[Alıntı metin]:
◇ ◇ ◇ ◇

Lostar Bilgi Güvenliği Siber Güvenlik ekibinin ilk kadın lideri Jessy De Taranto ile samimi ve ilham dolu bir röportaj gerçekleştirdik. Siber güvenlik alanında merak ettikleriniz ve daha fazlası için yazımızı kaçırmayın, keyifli okumalar!
1) Öncelikle sizi kısaca tanıyalım: Nerede doğdunuz, ne okudunuz, şimdi ne yapıyorsunuz?
İsmimden dolayı insanlara biraz garip gelebiliyor ama tam bir İstanbul kızıyım. Aslen İspanyol olmamıza rağmen hem annem hem babam gibi Şişli'de doğdum ve 1992 yılından beri ailenin küçük asisi olarak namımı saldım. Biraz karmaşık bir lise döneminden sonra ailemin ve lise öğretmenlerimin önerisiyle (sanırım kendimden çok çevremi korumaya bayıldığım için) hukuk okumaya karar verdim. Aslında bilgisayar mühendisliği istiyordum ama bilirsiniz, 17 yaşındayken vermek zorunda kaldığımız kararlarınız çabuk etkilenebiliyor. O sıralar siber güvenlik sektörü de henüz dallanıp budaklanmamıştı. Dolayısıyla öyle bir seçeneğim henüz yoktu, ta ki avukatlıktan sıkılıncaya kadar! Avukatlık kariyerimi beğenemedim, açıkçası mesleğimden çok soğumuştum. Ben de bir yerlerde tanıdığı olmayan her yeni mezun gibi oradan oraya savruluyordum. Mesleğe biraz ara verip yüksek lisans yapmaya karar verdim. İstanbul Bilgi Üniversitesi'nin Bilişim ve Teknoloji Hukuku beni direkt kendine çekmişti. Çünkü doğduğumdan beri benden 9 yaş büyük öz abimin teknolojiye merakı ve kendi eğitimleri sırasında öğrendiklerini uygularken küçücük halimle abimi izleyip çoğu şeyi kavradığım için siber dünyanın içerisindeydim ve bu durumu o anki mesleğimle birleştirip ortaya kendi dünyamda yenilikler oluşturacağını biliyordum. Ben de beklenildiği gibi yüksek lisanstan birincilikle mezun olup kendi dünyamı genişletmeye baktım. Baktım ama bu artık avukatlığı aşmıştı. Küçüklüğümden beri ilgilendiğim siber dünyaya gerçekten adım atmam gerekiyordu. Ben de kendimi eğittim, iyi dostlar edindim, yüksek lisans yaparken Etik Hackerlık dersi veren hocamla dertleşip konuştum ve her görevde hiçbir ücret istemeden yanında yer alma talebimi severek kabul etti. İşleri gördüm ve geliştim. Bu zamana kadar adli bilişim mühendisliği, siber güvenlik analistliği, sızma testleri uzmanı, hem ofansif hem defansif yöntemleri birleştiren "Purple Team" görevlerinde yer aldım. Şimdi ise Lostar Bilgi Güvenliği'nde Siber Güvenlik ekibinin ilk kadın lideriyim ve her biri ayrı yetenekli ekibimle muhteşem işlere imza atıyoruz.

◇ ◇ ◇ ◇

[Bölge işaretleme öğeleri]
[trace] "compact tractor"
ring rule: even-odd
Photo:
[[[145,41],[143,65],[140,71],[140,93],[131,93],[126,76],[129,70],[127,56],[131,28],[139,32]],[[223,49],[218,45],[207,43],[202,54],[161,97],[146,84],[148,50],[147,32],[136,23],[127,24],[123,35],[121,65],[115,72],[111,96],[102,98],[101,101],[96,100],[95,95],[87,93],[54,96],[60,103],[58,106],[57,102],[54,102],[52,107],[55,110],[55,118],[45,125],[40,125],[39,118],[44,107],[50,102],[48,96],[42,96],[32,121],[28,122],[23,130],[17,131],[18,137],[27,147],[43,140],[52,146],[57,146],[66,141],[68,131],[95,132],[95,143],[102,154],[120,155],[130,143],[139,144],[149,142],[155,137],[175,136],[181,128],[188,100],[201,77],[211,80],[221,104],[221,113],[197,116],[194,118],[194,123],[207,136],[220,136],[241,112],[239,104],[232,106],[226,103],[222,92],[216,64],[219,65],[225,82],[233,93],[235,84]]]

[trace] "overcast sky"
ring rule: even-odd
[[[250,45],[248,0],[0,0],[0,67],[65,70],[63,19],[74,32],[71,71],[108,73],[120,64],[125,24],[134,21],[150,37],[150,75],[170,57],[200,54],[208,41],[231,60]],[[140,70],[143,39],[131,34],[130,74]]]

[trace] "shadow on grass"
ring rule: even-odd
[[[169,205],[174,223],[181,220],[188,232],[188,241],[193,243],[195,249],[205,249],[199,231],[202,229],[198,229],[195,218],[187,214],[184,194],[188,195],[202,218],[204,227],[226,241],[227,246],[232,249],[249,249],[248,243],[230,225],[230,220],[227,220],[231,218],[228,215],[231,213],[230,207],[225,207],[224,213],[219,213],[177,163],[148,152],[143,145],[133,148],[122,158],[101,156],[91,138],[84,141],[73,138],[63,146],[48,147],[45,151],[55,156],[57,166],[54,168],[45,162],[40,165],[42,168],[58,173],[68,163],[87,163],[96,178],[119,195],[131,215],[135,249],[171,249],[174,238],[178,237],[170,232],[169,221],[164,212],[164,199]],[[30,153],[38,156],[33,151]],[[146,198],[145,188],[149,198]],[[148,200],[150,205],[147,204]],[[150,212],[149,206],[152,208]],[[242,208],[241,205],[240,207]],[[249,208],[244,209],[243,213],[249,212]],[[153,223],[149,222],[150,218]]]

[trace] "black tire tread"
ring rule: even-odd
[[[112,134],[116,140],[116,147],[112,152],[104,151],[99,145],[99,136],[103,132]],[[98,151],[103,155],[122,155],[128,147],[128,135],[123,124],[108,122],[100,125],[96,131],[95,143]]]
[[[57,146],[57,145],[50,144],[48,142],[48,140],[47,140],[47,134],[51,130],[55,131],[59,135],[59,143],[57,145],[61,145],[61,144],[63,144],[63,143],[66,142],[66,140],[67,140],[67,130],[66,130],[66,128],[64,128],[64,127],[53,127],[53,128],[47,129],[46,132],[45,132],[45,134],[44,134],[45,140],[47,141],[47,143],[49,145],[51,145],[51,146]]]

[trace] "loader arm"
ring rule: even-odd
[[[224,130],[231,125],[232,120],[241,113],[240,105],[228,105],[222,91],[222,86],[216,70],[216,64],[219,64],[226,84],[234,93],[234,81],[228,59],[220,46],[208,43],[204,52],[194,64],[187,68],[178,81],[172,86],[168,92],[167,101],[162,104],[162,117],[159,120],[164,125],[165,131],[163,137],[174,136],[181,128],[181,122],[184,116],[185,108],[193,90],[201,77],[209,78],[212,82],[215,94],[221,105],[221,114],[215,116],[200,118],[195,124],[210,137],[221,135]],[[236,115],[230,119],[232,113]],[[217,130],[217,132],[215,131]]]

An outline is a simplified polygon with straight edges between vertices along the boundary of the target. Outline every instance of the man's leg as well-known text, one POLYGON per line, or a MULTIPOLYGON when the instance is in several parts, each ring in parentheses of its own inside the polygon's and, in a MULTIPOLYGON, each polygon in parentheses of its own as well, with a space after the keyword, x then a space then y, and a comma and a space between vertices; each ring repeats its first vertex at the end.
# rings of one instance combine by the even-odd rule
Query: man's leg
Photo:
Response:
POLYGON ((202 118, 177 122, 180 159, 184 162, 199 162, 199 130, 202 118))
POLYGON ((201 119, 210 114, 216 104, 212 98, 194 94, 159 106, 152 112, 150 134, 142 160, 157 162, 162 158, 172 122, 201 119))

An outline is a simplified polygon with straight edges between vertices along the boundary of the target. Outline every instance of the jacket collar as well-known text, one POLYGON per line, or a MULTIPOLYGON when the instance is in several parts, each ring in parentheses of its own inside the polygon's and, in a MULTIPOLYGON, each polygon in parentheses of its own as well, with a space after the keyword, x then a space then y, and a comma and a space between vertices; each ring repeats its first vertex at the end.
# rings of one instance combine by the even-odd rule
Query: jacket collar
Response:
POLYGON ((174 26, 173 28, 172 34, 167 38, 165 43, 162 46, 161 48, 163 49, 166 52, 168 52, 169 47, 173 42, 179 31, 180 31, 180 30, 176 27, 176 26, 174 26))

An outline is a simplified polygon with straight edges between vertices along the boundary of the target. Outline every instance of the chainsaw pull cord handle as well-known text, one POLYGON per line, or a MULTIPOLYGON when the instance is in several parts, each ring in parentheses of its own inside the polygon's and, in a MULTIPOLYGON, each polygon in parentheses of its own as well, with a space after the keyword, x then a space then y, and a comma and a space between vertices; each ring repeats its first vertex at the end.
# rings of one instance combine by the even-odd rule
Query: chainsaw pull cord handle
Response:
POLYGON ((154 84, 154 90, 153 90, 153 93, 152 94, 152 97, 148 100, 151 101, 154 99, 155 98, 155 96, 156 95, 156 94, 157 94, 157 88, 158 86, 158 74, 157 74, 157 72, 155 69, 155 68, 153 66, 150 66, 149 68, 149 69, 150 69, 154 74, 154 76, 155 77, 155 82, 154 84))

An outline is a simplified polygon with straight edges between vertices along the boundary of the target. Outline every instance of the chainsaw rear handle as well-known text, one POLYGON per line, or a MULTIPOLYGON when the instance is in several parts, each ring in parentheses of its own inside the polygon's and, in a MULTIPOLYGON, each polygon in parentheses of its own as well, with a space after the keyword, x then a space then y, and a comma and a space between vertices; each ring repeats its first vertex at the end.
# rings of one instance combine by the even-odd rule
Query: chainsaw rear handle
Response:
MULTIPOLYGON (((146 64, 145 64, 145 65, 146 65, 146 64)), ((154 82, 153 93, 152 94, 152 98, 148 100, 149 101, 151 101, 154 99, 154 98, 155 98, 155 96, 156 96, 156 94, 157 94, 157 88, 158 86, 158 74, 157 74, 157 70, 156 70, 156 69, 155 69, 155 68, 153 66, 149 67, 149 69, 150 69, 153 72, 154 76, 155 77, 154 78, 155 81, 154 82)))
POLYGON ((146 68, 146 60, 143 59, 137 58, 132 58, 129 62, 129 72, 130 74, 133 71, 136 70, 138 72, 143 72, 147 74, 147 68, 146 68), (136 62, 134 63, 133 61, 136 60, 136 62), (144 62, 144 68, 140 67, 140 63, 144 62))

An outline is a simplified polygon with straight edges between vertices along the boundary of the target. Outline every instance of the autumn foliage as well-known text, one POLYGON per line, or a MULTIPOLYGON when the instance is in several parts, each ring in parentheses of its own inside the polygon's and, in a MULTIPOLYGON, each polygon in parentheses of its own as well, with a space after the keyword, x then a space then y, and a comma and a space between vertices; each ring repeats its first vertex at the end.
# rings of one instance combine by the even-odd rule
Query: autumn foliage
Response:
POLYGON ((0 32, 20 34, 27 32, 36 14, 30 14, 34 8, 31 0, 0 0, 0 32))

◇ ◇ ◇ ◇

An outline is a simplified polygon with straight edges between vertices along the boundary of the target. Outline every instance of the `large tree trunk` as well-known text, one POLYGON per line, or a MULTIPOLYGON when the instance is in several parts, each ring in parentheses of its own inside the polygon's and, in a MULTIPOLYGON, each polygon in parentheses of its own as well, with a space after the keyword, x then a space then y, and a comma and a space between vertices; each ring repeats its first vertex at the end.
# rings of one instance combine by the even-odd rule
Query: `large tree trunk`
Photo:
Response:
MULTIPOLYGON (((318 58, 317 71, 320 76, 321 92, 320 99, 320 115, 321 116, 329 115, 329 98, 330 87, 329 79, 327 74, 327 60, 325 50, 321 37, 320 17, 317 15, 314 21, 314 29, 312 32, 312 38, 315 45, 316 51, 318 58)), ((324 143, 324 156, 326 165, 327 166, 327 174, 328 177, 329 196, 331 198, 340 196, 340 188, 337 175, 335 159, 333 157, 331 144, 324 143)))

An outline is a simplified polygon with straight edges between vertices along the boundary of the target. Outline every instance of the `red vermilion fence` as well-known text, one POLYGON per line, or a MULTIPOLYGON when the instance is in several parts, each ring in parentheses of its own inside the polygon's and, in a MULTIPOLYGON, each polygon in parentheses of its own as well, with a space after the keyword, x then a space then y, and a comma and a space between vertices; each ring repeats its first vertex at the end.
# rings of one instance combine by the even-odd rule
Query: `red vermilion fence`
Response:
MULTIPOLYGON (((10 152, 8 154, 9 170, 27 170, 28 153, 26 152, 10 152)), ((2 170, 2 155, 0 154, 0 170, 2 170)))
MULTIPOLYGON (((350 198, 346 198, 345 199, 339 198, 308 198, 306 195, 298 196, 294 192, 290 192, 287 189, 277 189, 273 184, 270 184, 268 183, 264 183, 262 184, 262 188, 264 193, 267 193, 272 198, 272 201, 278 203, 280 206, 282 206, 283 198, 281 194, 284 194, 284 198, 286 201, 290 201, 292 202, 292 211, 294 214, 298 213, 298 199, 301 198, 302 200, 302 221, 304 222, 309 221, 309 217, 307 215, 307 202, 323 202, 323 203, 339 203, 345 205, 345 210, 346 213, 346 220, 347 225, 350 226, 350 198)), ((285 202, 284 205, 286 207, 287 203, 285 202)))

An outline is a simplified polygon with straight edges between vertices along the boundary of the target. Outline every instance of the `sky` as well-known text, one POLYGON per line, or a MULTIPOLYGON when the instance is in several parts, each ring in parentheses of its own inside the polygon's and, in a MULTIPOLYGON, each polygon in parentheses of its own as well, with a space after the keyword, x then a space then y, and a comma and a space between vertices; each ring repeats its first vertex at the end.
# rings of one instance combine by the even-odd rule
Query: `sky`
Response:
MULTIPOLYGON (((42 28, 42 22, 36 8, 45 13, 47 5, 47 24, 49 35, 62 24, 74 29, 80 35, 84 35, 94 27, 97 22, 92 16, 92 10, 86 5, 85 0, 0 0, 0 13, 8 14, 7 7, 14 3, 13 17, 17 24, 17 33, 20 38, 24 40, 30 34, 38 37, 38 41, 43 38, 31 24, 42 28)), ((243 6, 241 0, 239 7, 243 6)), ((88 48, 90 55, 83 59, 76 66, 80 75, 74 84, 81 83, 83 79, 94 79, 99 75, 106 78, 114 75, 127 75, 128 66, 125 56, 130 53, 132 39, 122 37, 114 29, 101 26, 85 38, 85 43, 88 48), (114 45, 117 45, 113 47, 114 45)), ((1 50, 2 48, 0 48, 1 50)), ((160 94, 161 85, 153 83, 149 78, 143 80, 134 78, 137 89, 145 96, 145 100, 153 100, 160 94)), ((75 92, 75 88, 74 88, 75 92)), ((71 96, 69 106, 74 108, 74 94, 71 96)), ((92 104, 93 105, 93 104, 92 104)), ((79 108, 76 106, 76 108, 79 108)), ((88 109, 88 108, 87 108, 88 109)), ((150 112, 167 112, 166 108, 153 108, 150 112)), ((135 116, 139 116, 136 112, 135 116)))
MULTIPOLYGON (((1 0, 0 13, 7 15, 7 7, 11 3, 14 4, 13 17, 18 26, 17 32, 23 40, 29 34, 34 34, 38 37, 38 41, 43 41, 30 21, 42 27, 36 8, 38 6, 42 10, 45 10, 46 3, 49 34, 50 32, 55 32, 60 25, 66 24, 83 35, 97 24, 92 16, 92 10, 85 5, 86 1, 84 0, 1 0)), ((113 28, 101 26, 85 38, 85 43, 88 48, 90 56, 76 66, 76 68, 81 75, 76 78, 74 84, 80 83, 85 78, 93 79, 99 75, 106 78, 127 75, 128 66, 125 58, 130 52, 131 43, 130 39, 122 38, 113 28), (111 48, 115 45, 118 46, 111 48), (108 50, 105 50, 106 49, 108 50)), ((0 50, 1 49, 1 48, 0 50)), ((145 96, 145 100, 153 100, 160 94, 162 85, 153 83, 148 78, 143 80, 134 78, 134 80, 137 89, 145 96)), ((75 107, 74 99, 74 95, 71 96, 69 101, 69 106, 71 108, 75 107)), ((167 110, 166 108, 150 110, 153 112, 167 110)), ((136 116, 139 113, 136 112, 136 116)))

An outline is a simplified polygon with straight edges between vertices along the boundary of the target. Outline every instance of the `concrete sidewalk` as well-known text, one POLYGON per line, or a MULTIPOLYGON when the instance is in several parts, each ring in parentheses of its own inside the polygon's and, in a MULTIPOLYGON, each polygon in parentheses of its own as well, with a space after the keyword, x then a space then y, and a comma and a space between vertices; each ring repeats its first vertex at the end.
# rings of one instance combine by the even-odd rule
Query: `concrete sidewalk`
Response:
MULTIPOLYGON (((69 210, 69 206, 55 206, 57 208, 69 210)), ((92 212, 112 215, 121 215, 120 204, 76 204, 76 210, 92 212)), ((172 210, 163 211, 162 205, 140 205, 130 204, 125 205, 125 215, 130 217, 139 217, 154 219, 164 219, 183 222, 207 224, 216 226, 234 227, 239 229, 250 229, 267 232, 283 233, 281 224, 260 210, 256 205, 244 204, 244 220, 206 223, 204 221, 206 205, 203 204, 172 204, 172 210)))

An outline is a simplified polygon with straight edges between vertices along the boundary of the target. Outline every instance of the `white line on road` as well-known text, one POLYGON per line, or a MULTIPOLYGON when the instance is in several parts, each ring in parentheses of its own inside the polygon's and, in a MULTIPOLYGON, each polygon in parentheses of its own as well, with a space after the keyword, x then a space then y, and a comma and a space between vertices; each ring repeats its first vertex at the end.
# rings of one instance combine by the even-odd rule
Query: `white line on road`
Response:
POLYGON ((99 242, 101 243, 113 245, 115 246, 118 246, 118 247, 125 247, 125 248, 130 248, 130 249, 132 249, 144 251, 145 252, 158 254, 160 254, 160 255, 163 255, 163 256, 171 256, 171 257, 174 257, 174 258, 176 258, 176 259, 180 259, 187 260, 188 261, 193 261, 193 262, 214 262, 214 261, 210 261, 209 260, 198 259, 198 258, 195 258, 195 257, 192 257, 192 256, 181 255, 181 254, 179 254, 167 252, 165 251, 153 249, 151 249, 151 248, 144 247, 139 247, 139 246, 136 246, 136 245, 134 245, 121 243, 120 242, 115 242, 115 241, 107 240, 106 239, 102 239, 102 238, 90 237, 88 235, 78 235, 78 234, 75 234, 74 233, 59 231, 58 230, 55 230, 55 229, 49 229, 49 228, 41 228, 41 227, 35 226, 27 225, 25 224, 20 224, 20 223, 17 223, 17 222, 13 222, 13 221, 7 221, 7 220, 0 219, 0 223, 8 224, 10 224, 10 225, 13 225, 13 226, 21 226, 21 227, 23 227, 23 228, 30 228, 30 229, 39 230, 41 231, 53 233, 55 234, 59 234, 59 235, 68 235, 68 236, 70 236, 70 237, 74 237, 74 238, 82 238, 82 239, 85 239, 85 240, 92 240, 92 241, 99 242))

◇ ◇ ◇ ◇

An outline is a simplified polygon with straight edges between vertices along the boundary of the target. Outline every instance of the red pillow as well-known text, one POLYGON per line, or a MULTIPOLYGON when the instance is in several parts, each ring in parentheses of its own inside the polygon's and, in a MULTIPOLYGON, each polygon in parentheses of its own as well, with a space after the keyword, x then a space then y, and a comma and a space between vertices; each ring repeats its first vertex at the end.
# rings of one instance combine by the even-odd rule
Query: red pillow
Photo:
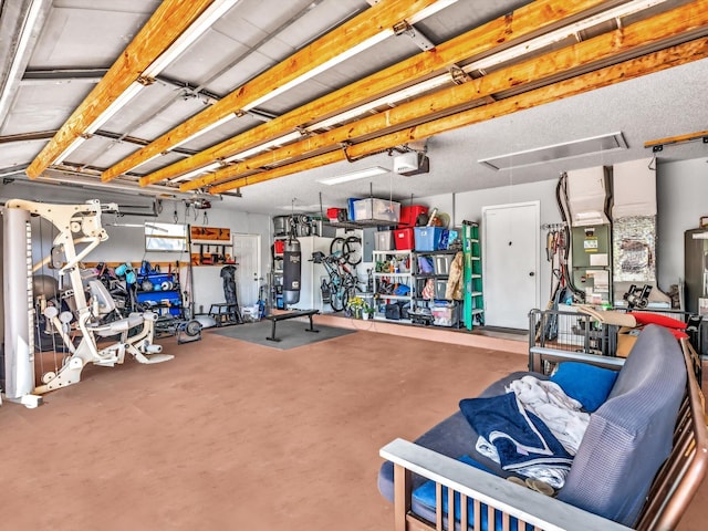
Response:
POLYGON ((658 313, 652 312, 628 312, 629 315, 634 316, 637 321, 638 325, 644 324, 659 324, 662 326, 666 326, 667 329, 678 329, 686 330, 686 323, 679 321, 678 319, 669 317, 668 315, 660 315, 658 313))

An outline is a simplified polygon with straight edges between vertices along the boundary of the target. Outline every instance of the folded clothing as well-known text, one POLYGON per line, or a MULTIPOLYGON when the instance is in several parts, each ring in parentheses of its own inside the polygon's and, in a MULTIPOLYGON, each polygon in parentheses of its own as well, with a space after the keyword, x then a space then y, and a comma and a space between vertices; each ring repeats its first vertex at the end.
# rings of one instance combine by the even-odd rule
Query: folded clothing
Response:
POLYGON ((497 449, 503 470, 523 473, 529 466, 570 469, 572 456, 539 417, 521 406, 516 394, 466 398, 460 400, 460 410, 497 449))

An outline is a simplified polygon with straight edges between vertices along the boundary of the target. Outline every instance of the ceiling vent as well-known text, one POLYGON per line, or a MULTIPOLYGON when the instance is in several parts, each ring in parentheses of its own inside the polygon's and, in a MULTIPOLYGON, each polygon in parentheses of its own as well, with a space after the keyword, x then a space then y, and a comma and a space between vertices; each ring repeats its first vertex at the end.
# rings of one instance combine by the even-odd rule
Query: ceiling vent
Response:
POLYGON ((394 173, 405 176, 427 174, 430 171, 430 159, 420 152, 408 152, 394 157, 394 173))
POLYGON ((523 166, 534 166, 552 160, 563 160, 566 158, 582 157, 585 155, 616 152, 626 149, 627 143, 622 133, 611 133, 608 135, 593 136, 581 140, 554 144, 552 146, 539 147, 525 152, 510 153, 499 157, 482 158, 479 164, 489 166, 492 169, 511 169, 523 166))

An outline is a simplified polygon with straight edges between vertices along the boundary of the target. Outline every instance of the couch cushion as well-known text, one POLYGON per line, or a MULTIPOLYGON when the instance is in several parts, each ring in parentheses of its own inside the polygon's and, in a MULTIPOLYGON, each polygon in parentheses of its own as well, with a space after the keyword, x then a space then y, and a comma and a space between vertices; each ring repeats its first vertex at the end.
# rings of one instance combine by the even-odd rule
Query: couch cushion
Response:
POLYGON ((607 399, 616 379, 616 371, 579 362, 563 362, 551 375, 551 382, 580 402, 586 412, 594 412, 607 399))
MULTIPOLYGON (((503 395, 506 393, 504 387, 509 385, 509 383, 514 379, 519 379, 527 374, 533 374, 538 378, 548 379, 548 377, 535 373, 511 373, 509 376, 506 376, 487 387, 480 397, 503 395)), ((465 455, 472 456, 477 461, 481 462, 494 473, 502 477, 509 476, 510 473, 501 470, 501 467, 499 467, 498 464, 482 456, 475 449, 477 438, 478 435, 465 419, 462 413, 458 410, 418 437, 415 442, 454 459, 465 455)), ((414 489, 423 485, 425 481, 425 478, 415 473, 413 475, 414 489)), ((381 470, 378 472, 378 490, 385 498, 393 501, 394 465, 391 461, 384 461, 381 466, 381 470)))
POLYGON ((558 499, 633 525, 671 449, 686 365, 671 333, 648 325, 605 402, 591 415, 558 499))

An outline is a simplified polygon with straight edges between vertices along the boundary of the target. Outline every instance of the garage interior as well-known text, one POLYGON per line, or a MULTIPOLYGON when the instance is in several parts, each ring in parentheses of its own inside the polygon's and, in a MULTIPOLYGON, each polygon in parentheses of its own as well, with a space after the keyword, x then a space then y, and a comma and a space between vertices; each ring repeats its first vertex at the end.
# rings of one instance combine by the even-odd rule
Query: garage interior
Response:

◇ ◇ ◇ ◇

[Alıştırma görevi]: Röportajdan "Lostar Bilgi Güvenliği Siber" sözleriyle başlayıp "şimdi ne yapıyorsunuz?" sözlerine kadar süren bölümü alıntılayın.

[Alıştırma çözümü]:
Lostar Bilgi Güvenliği Siber Güvenlik ekibinin ilk kadın lideri Jessy De Taranto ile samimi ve ilham dolu bir röportaj gerçekleştirdik. Siber güvenlik alanında merak ettikleriniz ve daha fazlası için yazımızı kaçırmayın, keyifli okumalar!
1) Öncelikle sizi kısaca tanıyalım: Nerede doğdunuz, ne okudunuz, şimdi ne yapıyorsunuz?